#### Stated problem
Please write out each line of the records below, word for word and without changes.

(Collection entries)
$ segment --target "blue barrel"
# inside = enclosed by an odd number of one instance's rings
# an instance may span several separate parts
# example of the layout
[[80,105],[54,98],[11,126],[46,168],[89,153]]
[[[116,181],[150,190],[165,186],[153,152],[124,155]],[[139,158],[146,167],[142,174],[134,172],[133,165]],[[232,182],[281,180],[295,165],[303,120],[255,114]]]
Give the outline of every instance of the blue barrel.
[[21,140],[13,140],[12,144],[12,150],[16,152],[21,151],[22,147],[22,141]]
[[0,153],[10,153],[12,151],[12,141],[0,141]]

#### Completed exercise
$ segment --target "blue barrel"
# inside = enclosed by an odd number of one instance's rings
# an instance may span several separate parts
# example of the layout
[[80,105],[54,98],[11,126],[46,168],[89,153]]
[[[116,181],[150,190],[165,186],[153,152],[124,155]],[[139,158],[146,167],[142,174],[134,172],[133,165]],[[232,182],[281,180],[295,165],[303,120],[255,114]]]
Give the outline of every instance of the blue barrel.
[[21,140],[13,140],[12,144],[12,150],[16,152],[21,151],[22,147],[22,141]]
[[0,153],[10,153],[12,151],[12,141],[0,141]]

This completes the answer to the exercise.